━━━━━ Working data ━━━━━

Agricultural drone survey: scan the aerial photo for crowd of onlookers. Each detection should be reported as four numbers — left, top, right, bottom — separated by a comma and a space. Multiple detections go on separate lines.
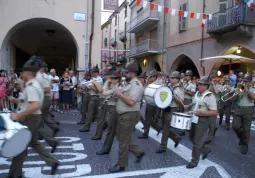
0, 69, 77, 112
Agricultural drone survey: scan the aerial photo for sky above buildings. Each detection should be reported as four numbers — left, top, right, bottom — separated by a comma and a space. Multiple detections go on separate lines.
101, 0, 124, 25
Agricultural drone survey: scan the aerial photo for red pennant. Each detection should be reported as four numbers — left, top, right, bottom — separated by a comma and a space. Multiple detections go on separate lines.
150, 3, 155, 10
164, 7, 169, 14
136, 0, 141, 6
190, 12, 195, 19
203, 14, 207, 19
178, 10, 183, 16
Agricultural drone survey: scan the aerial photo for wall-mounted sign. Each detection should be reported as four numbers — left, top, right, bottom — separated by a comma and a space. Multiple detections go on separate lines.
73, 12, 86, 22
104, 0, 119, 11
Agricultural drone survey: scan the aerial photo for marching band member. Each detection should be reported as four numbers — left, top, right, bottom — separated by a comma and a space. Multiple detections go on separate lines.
232, 75, 255, 154
77, 72, 90, 125
91, 69, 111, 140
185, 76, 217, 169
218, 75, 232, 130
138, 70, 162, 139
36, 61, 59, 153
79, 66, 103, 132
96, 71, 121, 155
8, 56, 59, 178
156, 71, 184, 153
109, 63, 144, 173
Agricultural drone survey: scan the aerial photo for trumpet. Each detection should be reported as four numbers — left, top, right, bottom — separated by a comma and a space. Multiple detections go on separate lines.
221, 83, 246, 102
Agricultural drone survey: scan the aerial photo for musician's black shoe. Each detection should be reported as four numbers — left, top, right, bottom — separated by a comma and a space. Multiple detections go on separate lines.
50, 163, 59, 175
136, 153, 145, 163
156, 148, 166, 154
204, 140, 212, 145
202, 150, 212, 159
109, 165, 125, 173
186, 162, 197, 169
91, 136, 102, 140
51, 142, 59, 153
53, 129, 59, 137
174, 137, 182, 148
79, 128, 89, 132
96, 150, 110, 155
138, 134, 148, 139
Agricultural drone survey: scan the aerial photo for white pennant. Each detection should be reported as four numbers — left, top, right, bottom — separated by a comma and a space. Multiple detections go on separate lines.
171, 9, 176, 15
196, 13, 200, 19
158, 5, 163, 12
208, 14, 212, 20
183, 11, 189, 17
143, 1, 148, 8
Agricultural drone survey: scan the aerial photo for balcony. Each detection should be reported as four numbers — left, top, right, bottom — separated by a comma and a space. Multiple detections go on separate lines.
127, 7, 159, 33
207, 2, 255, 35
129, 39, 159, 57
117, 53, 127, 63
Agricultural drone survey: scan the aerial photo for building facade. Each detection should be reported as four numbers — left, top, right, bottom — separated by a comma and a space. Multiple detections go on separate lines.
0, 0, 101, 72
166, 0, 255, 76
127, 0, 168, 72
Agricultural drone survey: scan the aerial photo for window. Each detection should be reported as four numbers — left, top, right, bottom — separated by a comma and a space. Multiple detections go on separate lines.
179, 3, 188, 32
125, 6, 127, 18
115, 15, 118, 26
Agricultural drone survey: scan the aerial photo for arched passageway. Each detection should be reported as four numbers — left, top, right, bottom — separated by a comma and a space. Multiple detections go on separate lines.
170, 55, 199, 77
1, 18, 78, 73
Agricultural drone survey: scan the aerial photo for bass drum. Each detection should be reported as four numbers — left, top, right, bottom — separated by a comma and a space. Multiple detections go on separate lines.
144, 84, 173, 109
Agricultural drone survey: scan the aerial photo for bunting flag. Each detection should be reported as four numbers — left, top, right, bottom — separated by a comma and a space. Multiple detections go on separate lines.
136, 0, 141, 6
136, 0, 214, 28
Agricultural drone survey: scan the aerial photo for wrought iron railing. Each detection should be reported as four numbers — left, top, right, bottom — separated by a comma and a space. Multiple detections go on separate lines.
129, 39, 159, 56
207, 2, 255, 33
127, 7, 159, 31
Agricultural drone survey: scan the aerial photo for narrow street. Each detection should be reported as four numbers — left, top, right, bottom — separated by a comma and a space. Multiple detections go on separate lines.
0, 111, 255, 178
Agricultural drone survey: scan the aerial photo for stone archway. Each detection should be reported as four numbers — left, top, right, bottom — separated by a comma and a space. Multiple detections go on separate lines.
1, 18, 78, 73
170, 54, 199, 77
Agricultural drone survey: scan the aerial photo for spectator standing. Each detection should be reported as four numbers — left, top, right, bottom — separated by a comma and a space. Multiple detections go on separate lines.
60, 72, 73, 110
49, 69, 59, 111
229, 70, 237, 88
0, 70, 10, 112
69, 70, 78, 109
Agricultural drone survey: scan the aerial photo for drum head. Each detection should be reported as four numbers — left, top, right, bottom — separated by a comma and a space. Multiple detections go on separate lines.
154, 86, 173, 109
1, 129, 32, 158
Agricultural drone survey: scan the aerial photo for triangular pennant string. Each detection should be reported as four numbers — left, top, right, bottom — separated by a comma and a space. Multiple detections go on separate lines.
150, 3, 155, 10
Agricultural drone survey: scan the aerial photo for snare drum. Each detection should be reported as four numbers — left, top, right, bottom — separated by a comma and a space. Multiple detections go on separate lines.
171, 112, 192, 130
144, 84, 173, 109
0, 114, 32, 158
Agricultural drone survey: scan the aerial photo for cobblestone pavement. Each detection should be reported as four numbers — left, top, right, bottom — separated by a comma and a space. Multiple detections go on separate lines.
0, 111, 255, 178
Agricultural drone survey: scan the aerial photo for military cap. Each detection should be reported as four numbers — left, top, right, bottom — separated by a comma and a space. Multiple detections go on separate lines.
242, 74, 252, 82
224, 75, 230, 81
23, 56, 42, 72
170, 71, 181, 79
138, 72, 147, 78
185, 70, 193, 76
110, 71, 121, 79
198, 76, 210, 85
238, 72, 244, 77
91, 65, 99, 73
126, 62, 139, 72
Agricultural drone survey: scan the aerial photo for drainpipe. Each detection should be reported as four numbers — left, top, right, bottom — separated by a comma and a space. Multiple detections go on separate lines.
200, 0, 206, 75
161, 0, 167, 72
87, 0, 95, 69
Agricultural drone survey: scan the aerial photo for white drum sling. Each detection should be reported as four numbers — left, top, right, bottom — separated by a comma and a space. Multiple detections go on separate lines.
144, 84, 173, 109
171, 112, 192, 130
0, 114, 32, 158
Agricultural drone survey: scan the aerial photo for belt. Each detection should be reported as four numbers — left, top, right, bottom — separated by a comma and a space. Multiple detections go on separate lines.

━━━━━

**Problem to solve**: Reproduce every item above word for word, omitting the pictures from your copy.

**Response for this exercise**:
Agricultural drone survey: scan the aerial photo for crowd of onlookers. Each detection should be reported as four numbers — left, top, right, bottom — separated by a comma and a space. Multiple detections go on separate lines.
0, 69, 77, 112
Agricultural drone survey: scan the aerial photo for sky above buildings. Each detection should be reported as four numbers — left, top, right, bottom — separated by a comma and a space. Multiple detections go on separate lines.
101, 0, 124, 25
Agricultural drone survey: scan the aerial photo for red pennant. Each detection should be reported as four numbers — left, top, right, bottom — separated by a comma and a space. Multiple detections go on separate lines.
150, 3, 155, 10
164, 7, 169, 14
136, 0, 141, 6
190, 12, 195, 19
203, 14, 207, 19
178, 10, 183, 16
Agricultural drone survey: scan the aerial photo for wall-mounted sign. Each detection should be reported as four numbers — left, top, right, bottom — separated by a comma and a space. Multiple detections go on separate lines.
73, 12, 86, 22
104, 0, 119, 11
Agricultural drone survey: scan the aerial photo for marching band member. Each detection should be reported as four numbers — left, top, right, bottom — separated by a comma and a space. Multiple detections go on separate lines.
232, 75, 255, 154
77, 72, 90, 125
91, 69, 111, 140
185, 76, 217, 169
218, 75, 232, 130
138, 70, 162, 139
36, 61, 59, 153
79, 66, 103, 132
96, 71, 121, 155
8, 56, 59, 178
156, 71, 184, 153
109, 63, 144, 173
Agricultural drone survey: scan the aerial photo for trumpet. Each detection should be reported as four numbers — left, top, right, bottom — separated by a comma and a space. Multiple detections go on separate lines.
221, 83, 246, 102
Agricultural drone survey: scan the aerial photo for musician's black shoe. Each detection should be reported as four numbers — left, top, right, bottom — separated by a comma and a space. Multiple detections go on separate lines.
50, 163, 59, 175
136, 153, 145, 163
156, 148, 166, 154
204, 140, 212, 145
202, 150, 212, 159
109, 165, 125, 173
186, 162, 197, 169
91, 136, 102, 140
51, 142, 59, 153
53, 129, 59, 137
174, 137, 182, 148
79, 128, 89, 132
96, 150, 110, 155
138, 134, 148, 139
Agricultural drone survey: scan the aerial photo for white pennant. Each detection should be reported as four numbers — left, top, right, bottom — separated by a comma and a space. Multiple detections go on separate lines.
171, 9, 176, 15
196, 13, 200, 19
158, 5, 163, 12
208, 14, 212, 20
183, 11, 189, 17
143, 1, 148, 8
Agricultural drone survey: scan the aerial photo for balcony. Each detection should be reported as four numbers — left, top, right, bottom — separated by a comma and a space. Multiple detections go on separate lines.
127, 7, 159, 33
207, 2, 255, 35
129, 39, 159, 57
117, 53, 127, 63
Agricultural drone survey: scan the aerial photo for building facade. Each detection should be reported as four numbers — left, top, right, bottom — separated by a comma and a space. Multiple detections go on separate lines.
0, 0, 101, 72
166, 0, 255, 76
127, 0, 168, 72
Agricultural drone survey: scan the aerial photo for window. Each detection should be reported as four numbers — left, top, right, bottom — separated by a comma and a space. Multiple detections go on separate lines.
179, 3, 188, 32
125, 6, 127, 18
115, 15, 118, 26
Agricultural drone survey: scan the aerial photo for arched passageway. Each detection should be reported as four numbers — left, top, right, bottom — separated by a comma and a space. Multiple detections go on separate lines.
170, 55, 199, 77
1, 18, 78, 73
Agricultural drone survey: scan the aerial photo for bass drum. Each detection should be reported as four numbers — left, top, right, bottom — separated by a comma and a space. Multiple detections go on separate lines.
144, 84, 173, 109
Agricultural drone survey: scan the aerial photo for bunting flag. Each detection should be reported as four numbers — left, top, right, bottom — separated by a comma and a space. Multiple detections go on separate lines.
136, 0, 141, 6
136, 0, 214, 28
Agricultural drone survey: scan the aerial photo for wrought iron railing. Each detection should be reported as four numbers — left, top, right, bottom — separated by a comma and a space. Multiple detections go on separate lines.
129, 39, 159, 56
207, 2, 255, 33
127, 7, 159, 31
Agricultural drone survey: scan the aerial photo for narrow street. Each detection should be reported as four numbers — left, top, right, bottom — separated by a comma and a space. Multiple detections go on separate lines.
0, 111, 255, 178
Agricultural drone survey: scan the aerial photo for stone archway. Each detection should be reported as four numbers — left, top, right, bottom — separated by a comma and a space. Multiple detections go on separate lines.
1, 18, 78, 73
170, 54, 199, 77
Agricultural drone survey: scan the aerial photo for spectator standing. Each detection should be reported as four numbers — left, top, right, bottom — separated by a comma and a space. Multiple detections go on separate lines.
60, 72, 73, 110
49, 69, 59, 111
229, 70, 237, 88
0, 70, 10, 112
69, 70, 78, 109
Agricultural drone survey: scan the aerial photo for drum head. Each detection should be reported as four numbers — left, top, right, bottom — separated by a comma and a space. Multiple detections go on separate lines.
154, 86, 173, 109
1, 129, 32, 158
Agricultural drone survey: scan the aerial photo for triangular pennant string. Each detection should be reported as four numbers — left, top, right, bottom — separated by a comma and a space. Multiple detections go on separate lines.
150, 3, 155, 10
Agricultural drone survey: scan the aerial photo for snare drum. Each detection should be reported as four numbers — left, top, right, bottom — separated by a comma and a space. Multiple detections go on separate lines.
171, 112, 192, 130
144, 84, 173, 109
0, 114, 32, 158
Agricultural drone survey: scan the aerial photo for cobblestone pavement. Each detection should be reported as four numbers — left, top, right, bottom — separated by a comma and a space. Multiple detections go on separate lines.
0, 111, 255, 178
Agricultural drone survey: scan the aerial photo for military cap. Each detection should be reported as four numbers — left, top, right, bottom — separated by a comma and a space. Multiple detections go on separate lines.
242, 74, 252, 82
224, 75, 230, 81
23, 56, 42, 72
170, 71, 181, 79
138, 72, 147, 78
185, 70, 193, 76
110, 71, 121, 79
198, 76, 210, 85
238, 72, 244, 77
91, 65, 99, 73
126, 62, 139, 72
Agricultural drone survey: scan the aerial photo for drainpipe. Each detection should be reported as four numbers — left, top, right, bottom — separated by a comma and a space. Multiple detections go on separate lines.
200, 0, 206, 75
161, 0, 167, 72
87, 0, 95, 69
Agricultural drone survey: scan the aerial photo for white drum sling. Each detection should be reported as four numbers — left, top, right, bottom — separated by a comma and a space. Multiple detections go on separate lines.
144, 84, 173, 109
171, 112, 192, 130
0, 114, 32, 158
Agricultural drone survey: scan the aerial photo for belt. Each detection should be reported as four numbers — left, top, right, bottom — separated by a comma and a space. Multiple detections go on separate lines.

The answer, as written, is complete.